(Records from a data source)
>>>>

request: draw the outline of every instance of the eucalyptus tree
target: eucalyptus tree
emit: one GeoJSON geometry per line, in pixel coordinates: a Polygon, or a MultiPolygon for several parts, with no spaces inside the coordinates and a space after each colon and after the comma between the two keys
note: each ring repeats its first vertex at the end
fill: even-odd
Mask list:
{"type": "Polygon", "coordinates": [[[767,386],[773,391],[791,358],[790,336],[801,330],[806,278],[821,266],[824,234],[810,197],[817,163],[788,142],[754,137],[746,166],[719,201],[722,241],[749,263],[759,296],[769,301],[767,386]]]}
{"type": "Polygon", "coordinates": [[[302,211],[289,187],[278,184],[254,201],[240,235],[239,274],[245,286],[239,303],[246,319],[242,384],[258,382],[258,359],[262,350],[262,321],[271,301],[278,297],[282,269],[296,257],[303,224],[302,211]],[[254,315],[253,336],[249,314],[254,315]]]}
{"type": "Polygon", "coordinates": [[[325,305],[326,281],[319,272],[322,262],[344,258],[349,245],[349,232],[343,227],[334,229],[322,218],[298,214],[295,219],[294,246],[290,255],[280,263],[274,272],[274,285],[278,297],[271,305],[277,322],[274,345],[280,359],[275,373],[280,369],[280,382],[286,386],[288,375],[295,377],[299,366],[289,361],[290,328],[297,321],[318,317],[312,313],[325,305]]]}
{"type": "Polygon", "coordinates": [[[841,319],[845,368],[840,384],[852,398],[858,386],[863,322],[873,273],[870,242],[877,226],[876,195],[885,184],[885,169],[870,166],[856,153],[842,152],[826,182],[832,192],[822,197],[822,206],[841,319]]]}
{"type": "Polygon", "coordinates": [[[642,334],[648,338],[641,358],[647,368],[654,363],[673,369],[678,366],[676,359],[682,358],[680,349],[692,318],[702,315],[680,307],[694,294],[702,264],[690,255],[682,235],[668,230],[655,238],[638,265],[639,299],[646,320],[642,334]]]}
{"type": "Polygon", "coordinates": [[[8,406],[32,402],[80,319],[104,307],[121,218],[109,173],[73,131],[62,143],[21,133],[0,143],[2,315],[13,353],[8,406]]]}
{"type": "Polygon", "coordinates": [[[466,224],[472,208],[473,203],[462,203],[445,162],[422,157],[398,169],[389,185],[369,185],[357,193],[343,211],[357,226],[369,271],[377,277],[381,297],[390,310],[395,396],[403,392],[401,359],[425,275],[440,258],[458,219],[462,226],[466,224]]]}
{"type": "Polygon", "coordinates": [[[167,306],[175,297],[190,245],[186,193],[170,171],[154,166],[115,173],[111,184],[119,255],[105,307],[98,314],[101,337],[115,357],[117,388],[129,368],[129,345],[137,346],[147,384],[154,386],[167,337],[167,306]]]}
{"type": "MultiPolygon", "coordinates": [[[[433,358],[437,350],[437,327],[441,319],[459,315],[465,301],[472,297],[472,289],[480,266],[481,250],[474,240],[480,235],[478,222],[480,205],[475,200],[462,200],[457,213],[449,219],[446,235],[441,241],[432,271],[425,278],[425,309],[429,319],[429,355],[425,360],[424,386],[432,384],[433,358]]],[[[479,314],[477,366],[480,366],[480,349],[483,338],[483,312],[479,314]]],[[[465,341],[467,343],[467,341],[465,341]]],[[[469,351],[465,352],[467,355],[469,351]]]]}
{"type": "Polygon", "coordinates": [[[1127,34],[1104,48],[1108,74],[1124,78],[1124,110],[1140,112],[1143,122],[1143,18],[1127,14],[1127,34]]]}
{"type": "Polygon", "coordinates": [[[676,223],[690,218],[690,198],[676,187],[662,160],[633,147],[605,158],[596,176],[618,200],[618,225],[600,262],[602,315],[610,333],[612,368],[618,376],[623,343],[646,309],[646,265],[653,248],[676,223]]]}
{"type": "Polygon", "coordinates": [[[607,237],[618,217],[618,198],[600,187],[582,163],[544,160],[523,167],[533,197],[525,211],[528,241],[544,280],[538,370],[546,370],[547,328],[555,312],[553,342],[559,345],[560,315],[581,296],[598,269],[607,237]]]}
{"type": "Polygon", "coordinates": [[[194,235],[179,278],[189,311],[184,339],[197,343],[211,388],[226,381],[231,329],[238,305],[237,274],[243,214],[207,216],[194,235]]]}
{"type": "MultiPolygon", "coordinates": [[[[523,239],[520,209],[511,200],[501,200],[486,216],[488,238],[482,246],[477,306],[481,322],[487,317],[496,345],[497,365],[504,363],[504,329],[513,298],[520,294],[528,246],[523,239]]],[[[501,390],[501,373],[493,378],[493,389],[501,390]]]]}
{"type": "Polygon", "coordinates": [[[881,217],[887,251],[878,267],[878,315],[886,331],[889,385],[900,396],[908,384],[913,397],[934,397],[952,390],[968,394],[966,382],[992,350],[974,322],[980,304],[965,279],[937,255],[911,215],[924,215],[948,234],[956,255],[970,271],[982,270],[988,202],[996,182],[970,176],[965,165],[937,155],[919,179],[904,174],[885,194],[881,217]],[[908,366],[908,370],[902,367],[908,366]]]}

<<<<
>>>>

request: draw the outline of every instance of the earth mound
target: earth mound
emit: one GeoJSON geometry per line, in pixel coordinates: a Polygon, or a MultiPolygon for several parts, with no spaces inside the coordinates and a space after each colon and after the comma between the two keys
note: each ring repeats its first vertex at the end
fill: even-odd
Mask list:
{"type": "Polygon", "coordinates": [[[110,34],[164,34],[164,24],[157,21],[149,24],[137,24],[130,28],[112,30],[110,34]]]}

<<<<
>>>>

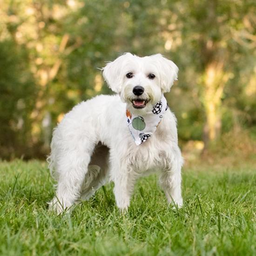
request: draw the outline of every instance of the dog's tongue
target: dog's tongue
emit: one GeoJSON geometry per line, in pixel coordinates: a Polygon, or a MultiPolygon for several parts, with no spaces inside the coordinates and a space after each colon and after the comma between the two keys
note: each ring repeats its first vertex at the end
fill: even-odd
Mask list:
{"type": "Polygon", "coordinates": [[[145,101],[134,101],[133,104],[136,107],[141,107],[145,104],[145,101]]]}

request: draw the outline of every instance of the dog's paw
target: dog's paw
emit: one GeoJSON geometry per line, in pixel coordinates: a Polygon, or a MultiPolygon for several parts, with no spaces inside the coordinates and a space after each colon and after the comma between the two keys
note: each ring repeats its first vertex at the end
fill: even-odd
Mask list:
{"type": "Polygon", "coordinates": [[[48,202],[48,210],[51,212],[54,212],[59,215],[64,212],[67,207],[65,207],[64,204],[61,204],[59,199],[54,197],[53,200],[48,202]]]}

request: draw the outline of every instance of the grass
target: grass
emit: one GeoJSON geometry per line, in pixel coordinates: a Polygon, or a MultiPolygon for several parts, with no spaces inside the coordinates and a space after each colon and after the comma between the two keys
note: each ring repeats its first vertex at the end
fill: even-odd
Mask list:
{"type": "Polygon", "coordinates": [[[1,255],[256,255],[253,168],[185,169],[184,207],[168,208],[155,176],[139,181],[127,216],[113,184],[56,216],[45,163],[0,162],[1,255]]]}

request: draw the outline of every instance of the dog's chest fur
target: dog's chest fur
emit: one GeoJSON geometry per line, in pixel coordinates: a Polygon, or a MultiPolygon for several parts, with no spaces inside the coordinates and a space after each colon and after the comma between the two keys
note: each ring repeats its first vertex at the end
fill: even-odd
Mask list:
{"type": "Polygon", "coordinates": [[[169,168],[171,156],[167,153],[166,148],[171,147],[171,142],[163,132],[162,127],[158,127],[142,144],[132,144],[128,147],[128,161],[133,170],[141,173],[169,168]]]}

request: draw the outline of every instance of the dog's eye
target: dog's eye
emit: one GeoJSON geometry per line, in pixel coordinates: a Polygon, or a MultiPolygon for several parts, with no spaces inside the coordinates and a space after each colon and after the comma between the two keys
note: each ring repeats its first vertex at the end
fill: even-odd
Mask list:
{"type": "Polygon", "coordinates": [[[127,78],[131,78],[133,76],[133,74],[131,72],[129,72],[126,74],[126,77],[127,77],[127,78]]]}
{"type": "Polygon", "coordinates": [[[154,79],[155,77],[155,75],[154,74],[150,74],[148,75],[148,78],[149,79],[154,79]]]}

<<<<

### PROBLEM STATEMENT
Count the lines of the entries above that contain the string "grass", treating uppercase and lowercase as distinct. Give only the number.

### OUTPUT FOR THIS TASK
2